#### Directive:
Gather every line in the data below that contains the string "flower", and copy each of those lines in full.

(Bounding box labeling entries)
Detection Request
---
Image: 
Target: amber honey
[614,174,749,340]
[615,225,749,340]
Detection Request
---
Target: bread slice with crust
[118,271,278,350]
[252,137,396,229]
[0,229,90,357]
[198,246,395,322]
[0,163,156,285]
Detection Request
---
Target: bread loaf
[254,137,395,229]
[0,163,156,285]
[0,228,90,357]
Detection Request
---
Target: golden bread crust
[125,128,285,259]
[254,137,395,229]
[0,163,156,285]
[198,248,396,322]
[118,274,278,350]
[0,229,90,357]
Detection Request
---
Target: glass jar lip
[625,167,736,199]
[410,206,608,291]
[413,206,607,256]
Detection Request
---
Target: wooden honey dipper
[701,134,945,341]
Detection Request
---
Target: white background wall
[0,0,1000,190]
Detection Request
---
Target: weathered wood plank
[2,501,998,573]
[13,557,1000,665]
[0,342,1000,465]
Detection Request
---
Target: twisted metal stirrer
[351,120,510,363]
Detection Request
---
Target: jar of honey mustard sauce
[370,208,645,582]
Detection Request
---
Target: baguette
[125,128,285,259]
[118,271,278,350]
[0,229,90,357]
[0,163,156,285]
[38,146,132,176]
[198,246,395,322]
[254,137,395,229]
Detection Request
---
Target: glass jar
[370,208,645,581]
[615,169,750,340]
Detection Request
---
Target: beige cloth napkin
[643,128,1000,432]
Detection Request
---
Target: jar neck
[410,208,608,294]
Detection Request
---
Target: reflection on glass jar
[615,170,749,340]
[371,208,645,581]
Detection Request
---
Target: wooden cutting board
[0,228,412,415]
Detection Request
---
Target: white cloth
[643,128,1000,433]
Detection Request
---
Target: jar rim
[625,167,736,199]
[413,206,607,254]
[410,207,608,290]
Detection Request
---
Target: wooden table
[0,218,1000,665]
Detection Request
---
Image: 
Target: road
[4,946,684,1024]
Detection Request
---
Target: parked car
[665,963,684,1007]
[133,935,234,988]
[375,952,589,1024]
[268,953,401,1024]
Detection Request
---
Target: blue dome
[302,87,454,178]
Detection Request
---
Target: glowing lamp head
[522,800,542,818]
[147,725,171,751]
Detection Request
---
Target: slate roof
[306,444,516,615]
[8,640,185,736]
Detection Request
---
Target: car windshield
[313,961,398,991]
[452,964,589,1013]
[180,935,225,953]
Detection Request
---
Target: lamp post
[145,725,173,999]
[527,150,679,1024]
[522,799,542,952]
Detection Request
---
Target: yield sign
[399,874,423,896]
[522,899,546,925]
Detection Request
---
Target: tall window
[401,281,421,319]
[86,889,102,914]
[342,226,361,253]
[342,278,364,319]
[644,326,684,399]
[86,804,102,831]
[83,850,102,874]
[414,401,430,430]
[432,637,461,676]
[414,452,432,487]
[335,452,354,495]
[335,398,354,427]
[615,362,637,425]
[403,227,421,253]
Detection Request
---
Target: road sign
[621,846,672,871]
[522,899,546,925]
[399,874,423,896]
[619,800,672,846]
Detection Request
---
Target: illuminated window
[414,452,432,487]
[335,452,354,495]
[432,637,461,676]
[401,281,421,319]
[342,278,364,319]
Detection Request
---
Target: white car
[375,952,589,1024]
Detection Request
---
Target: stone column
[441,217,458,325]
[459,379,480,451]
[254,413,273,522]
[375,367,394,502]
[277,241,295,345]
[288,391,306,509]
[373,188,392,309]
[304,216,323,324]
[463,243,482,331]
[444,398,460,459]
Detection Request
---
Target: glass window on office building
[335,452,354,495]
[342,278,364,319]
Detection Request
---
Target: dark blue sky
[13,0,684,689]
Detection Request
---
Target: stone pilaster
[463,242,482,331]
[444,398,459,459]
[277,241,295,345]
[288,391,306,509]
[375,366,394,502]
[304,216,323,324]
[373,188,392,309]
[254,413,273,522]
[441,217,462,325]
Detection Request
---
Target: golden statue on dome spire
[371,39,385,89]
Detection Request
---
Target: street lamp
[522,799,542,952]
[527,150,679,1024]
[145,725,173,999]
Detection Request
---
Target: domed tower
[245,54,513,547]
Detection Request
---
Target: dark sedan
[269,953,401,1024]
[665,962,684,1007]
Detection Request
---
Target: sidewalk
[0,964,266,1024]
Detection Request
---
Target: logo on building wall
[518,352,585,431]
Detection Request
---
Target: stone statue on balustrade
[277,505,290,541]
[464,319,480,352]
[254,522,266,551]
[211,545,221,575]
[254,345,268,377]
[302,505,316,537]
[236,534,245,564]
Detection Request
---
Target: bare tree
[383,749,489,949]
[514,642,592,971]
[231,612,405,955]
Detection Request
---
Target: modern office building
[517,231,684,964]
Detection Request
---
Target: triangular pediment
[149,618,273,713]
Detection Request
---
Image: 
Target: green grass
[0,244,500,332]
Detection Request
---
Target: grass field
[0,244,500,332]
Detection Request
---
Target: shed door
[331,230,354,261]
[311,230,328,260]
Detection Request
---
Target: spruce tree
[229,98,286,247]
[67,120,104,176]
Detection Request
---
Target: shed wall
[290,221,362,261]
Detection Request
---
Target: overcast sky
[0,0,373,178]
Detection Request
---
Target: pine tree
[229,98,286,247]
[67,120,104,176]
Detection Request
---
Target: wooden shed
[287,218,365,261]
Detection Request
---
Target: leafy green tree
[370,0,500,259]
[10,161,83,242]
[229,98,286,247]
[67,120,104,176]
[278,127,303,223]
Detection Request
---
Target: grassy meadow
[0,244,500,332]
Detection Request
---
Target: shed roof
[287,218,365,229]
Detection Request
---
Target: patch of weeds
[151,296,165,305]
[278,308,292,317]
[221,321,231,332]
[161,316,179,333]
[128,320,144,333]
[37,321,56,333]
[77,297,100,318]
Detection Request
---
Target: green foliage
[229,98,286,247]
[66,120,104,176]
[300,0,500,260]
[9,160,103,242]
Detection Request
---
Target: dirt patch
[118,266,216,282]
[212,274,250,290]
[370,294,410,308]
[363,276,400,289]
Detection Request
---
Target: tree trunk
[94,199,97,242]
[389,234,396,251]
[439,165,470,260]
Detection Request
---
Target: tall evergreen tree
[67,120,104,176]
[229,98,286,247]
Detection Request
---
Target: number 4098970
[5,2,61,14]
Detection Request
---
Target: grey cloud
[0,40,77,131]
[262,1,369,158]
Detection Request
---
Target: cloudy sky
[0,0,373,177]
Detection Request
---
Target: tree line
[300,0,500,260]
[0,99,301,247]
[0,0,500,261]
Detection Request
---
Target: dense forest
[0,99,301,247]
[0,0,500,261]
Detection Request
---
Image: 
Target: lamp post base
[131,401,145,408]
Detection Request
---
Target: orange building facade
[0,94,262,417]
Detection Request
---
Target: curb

==

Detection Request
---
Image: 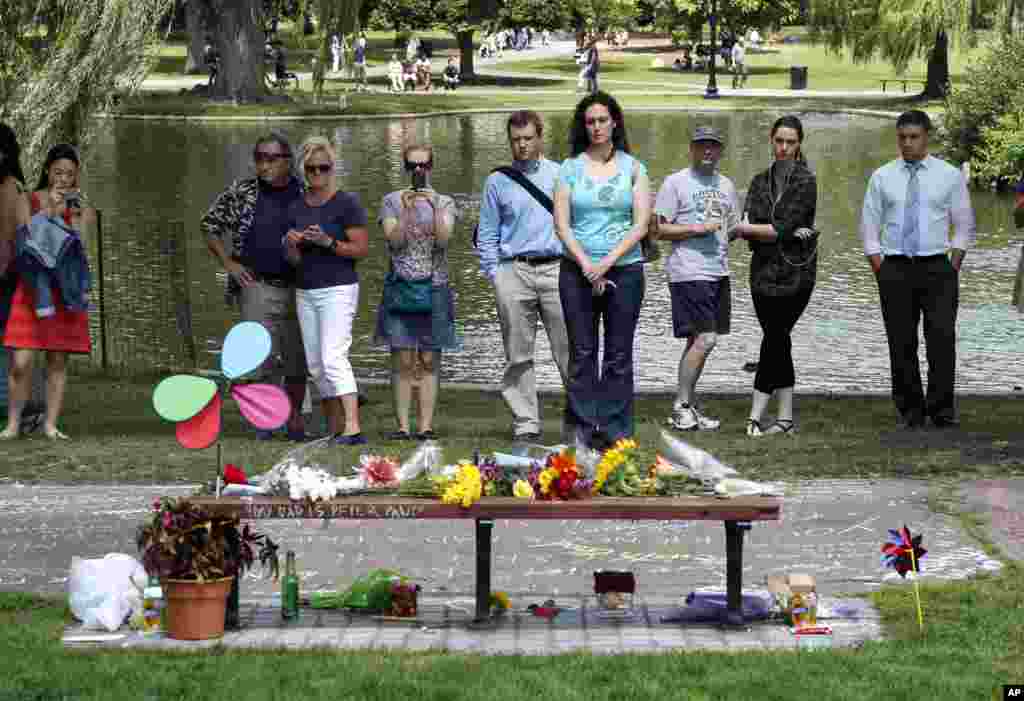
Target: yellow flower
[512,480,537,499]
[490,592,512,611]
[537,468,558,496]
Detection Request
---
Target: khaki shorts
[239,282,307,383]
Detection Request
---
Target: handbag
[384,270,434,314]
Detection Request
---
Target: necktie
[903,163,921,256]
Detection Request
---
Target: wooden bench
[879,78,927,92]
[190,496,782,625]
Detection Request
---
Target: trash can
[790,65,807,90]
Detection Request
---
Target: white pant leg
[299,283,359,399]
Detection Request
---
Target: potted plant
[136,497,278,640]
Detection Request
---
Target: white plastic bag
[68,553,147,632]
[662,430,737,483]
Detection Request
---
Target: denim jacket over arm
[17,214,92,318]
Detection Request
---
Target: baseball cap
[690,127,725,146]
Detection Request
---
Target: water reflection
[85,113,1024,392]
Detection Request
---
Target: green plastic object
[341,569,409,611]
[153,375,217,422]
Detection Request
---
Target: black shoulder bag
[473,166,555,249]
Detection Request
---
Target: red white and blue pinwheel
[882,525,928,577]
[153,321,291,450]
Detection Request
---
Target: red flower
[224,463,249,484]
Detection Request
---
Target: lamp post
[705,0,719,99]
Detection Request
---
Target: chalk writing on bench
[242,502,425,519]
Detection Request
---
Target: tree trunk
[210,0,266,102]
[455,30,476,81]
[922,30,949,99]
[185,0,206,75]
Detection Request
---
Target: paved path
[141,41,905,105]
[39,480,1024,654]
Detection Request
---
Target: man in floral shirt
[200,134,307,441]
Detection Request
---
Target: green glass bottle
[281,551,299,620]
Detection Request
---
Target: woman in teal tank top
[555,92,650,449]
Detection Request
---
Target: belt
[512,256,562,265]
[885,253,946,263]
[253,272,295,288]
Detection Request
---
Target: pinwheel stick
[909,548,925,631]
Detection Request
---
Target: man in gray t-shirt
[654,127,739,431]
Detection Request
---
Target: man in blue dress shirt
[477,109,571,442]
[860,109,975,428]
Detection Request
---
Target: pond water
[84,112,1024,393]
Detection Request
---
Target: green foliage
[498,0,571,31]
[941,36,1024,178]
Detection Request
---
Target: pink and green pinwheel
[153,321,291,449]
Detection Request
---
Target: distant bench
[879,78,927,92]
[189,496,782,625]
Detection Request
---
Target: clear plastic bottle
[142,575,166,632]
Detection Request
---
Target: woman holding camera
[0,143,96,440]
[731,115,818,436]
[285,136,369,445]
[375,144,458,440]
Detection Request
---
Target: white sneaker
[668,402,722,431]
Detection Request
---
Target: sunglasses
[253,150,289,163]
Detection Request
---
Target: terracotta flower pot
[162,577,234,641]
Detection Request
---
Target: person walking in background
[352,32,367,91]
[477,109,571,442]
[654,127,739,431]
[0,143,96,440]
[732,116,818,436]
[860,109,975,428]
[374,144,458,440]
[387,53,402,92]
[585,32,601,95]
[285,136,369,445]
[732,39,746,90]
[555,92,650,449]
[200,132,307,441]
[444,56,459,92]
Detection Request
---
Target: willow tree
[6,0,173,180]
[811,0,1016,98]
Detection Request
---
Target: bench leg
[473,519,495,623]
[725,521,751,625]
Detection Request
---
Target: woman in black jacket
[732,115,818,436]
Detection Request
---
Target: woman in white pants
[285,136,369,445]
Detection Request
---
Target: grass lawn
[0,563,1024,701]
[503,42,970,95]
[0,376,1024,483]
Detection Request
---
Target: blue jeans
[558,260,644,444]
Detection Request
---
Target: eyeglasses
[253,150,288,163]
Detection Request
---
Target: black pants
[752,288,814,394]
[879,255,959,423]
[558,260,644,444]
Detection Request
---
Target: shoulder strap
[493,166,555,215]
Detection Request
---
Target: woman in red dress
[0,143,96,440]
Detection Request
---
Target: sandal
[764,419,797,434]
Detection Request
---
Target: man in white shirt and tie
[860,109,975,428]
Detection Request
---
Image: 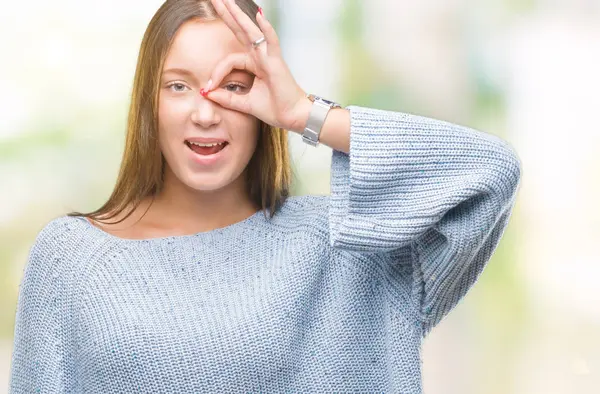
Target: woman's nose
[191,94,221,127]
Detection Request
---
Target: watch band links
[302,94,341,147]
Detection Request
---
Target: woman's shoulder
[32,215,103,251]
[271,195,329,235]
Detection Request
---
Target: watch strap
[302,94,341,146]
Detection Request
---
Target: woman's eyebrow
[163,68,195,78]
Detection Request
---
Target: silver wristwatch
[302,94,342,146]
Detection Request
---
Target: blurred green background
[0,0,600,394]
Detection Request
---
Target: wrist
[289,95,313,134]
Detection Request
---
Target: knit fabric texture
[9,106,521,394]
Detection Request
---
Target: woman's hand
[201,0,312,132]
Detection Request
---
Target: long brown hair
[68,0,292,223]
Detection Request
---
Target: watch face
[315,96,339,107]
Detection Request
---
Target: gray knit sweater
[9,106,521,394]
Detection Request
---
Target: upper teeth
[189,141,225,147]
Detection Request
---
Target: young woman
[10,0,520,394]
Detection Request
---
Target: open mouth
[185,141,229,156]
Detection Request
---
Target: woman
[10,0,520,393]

#### Response for this exercise:
Target: yellow flower
Target: red flower
Target: terracotta flower pot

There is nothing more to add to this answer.